_SOURCE DATA_:
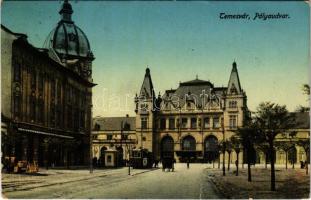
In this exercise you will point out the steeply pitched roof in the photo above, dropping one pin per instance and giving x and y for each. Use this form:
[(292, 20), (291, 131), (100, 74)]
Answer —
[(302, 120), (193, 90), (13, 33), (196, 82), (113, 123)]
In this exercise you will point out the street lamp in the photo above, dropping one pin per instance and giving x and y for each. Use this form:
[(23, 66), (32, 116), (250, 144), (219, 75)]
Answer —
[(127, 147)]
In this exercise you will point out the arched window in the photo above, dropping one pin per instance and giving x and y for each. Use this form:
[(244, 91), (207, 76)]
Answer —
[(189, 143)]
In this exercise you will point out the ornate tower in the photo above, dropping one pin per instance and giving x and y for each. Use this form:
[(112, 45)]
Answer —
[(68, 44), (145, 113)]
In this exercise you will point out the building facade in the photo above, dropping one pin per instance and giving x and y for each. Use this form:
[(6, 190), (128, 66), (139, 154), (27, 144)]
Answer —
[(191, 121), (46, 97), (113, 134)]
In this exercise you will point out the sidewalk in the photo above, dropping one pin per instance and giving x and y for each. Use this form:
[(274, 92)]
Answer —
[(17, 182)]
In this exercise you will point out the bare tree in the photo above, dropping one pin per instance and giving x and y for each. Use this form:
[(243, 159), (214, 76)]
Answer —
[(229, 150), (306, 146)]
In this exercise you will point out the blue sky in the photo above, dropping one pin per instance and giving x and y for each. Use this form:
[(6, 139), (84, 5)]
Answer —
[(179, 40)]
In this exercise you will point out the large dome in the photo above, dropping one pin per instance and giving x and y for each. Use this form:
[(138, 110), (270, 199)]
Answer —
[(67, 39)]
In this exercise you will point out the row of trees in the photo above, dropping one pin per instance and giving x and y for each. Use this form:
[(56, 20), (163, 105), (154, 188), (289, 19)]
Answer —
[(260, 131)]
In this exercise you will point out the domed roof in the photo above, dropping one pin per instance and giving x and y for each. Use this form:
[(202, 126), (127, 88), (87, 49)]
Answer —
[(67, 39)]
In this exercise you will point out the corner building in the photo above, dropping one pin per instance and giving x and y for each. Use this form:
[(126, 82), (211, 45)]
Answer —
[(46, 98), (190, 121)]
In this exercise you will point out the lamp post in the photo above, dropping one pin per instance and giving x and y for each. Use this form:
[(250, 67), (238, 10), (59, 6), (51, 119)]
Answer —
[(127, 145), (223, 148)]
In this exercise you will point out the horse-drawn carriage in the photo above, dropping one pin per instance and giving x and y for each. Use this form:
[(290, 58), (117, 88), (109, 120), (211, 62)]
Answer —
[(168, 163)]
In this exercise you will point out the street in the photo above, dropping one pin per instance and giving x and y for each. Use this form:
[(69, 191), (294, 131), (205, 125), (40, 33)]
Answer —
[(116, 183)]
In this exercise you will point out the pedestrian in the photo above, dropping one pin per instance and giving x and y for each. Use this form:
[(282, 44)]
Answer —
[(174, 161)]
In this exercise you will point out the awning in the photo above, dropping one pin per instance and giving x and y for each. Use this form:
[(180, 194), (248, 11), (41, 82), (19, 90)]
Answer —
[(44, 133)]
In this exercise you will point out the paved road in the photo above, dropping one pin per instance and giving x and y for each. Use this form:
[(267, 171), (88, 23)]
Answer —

_EXERCISE DESCRIPTION_: Reproduce, word for word and in full, only the lines above that start at the line with "In this exercise you will point out the row" and run through the line with "In this exercise you will point out the street in", both ends included.

_SOLUTION TO THIS TASK_:
In this exercise you will point out the row of trees in the photo above, dropping one pin per instance and giving x and y for each. Use this form:
[(56, 20), (163, 105), (154, 188), (289, 19)]
Answer —
[(260, 131)]
In this exercise you will point out the domed roof in the photo above, dropping one pin per instance and giving x and y for each. Use this form:
[(202, 126), (127, 88), (87, 49)]
Answer —
[(67, 39)]
In this exercise you will point out the corner building in the photo above, dropping one pin per instance and giving x and y for each. Use this form:
[(126, 82), (211, 45)]
Answer —
[(46, 98), (190, 121)]
In this exercise you will point out the lamp post in the photo above, dropping one pin per instance and giving x and y for each. Use this form:
[(250, 67), (238, 10), (59, 6), (51, 119)]
Answer —
[(127, 145), (223, 148)]
In this exercise you will point out the horse-drawn carriage in the photo above, dropping one pin per instance and giving x and y for each. Use this form:
[(290, 58), (117, 88), (109, 120), (211, 62)]
Answer —
[(168, 163)]
In this exercise you will point out the street in the photo above, dropping one pin per instance and giving x and y for each. Use this form:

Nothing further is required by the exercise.